▸ **Records contained in a dataset**:
..........

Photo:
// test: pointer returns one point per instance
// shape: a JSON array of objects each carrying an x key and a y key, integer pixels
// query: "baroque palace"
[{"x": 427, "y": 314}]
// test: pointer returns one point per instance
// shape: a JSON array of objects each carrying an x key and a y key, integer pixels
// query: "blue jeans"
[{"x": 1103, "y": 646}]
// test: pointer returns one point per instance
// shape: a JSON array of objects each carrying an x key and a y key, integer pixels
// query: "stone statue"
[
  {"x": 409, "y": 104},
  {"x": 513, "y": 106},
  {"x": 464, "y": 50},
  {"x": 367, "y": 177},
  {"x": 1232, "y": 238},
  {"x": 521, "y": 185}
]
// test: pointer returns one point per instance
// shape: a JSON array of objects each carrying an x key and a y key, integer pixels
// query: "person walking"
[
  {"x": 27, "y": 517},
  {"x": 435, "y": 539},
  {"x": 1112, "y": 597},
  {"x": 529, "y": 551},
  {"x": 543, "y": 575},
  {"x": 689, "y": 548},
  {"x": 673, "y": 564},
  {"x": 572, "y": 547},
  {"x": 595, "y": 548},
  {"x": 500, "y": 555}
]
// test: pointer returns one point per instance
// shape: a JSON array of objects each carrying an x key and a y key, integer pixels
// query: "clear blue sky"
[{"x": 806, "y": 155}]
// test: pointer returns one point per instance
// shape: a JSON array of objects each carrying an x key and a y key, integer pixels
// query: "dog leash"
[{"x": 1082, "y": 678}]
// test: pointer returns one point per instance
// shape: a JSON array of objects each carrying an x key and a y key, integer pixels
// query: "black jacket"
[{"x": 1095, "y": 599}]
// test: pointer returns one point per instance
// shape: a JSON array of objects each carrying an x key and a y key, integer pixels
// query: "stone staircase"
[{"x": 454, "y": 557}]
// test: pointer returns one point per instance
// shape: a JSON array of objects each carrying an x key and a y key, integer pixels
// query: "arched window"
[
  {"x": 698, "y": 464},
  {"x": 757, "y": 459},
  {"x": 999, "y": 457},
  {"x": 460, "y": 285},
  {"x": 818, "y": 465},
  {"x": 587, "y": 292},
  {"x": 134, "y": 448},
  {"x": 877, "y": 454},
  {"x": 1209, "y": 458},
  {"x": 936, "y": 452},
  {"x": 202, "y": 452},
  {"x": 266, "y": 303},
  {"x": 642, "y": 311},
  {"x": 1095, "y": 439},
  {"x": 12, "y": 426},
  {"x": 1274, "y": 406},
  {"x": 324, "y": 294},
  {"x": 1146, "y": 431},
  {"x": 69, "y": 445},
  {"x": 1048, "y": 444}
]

..........

▸ **AIM OF THE TASK**: Return every record above. Copy each one exactly.

▸ **SOLUTION TO THIS TASK**:
Photo:
// test: pointer returns one point per instance
// shape: a JSON array of objects each carrying an x key and a y key, integer pixels
// query: "baroque palace"
[{"x": 427, "y": 314}]
// test: pointer returns one point per instance
// shape: a JSON array of objects each carrying an x key and a y key, integer pixels
// query: "blue jeans"
[{"x": 1103, "y": 646}]
// test: pointer returns one point per instance
// shape: a JSON array of objects each carrying an x key and a y key, integer pixels
// query: "stone statue"
[
  {"x": 409, "y": 104},
  {"x": 513, "y": 106},
  {"x": 464, "y": 50},
  {"x": 367, "y": 177},
  {"x": 1232, "y": 238},
  {"x": 521, "y": 185}
]
// test: pointer returns one point per instance
// shape: a JSON array of objects each carrying an x key and a y key, integer pixels
// query: "person walking"
[
  {"x": 27, "y": 517},
  {"x": 435, "y": 539},
  {"x": 1112, "y": 597},
  {"x": 529, "y": 551},
  {"x": 543, "y": 575},
  {"x": 689, "y": 548},
  {"x": 673, "y": 564},
  {"x": 572, "y": 547},
  {"x": 595, "y": 548},
  {"x": 500, "y": 555}
]
// test: pointer returns one point per instance
// shape: a JSON array of objects each carrying an x key and a y key, integer pixels
// query: "clear blue sky"
[{"x": 806, "y": 155}]
// test: pointer returns one point per instance
// shape: a JSON array of objects each carrying an x key and a y key, integer pixels
// query: "dog leash"
[{"x": 1082, "y": 678}]
// test: pointer returns one point per instance
// shape: a JSON array of objects each carrying an x key and a y key, integer pixels
// query: "black jacket"
[{"x": 1095, "y": 599}]
// test: pointer returns one point per instance
// shape: a JSON array of objects each carrying an x key and a y key, integer pixels
// query: "stone staircase"
[{"x": 454, "y": 557}]
// test: pointer returns one point per instance
// shape: a JSON array of objects each carrying an x key and a y key, integer pixels
// query: "arched window"
[
  {"x": 698, "y": 464},
  {"x": 757, "y": 459},
  {"x": 999, "y": 457},
  {"x": 460, "y": 285},
  {"x": 818, "y": 465},
  {"x": 587, "y": 292},
  {"x": 134, "y": 448},
  {"x": 877, "y": 454},
  {"x": 1209, "y": 458},
  {"x": 936, "y": 452},
  {"x": 202, "y": 452},
  {"x": 266, "y": 303},
  {"x": 642, "y": 311},
  {"x": 1095, "y": 439},
  {"x": 12, "y": 426},
  {"x": 1274, "y": 406},
  {"x": 324, "y": 294},
  {"x": 1146, "y": 431},
  {"x": 69, "y": 445},
  {"x": 1048, "y": 444}
]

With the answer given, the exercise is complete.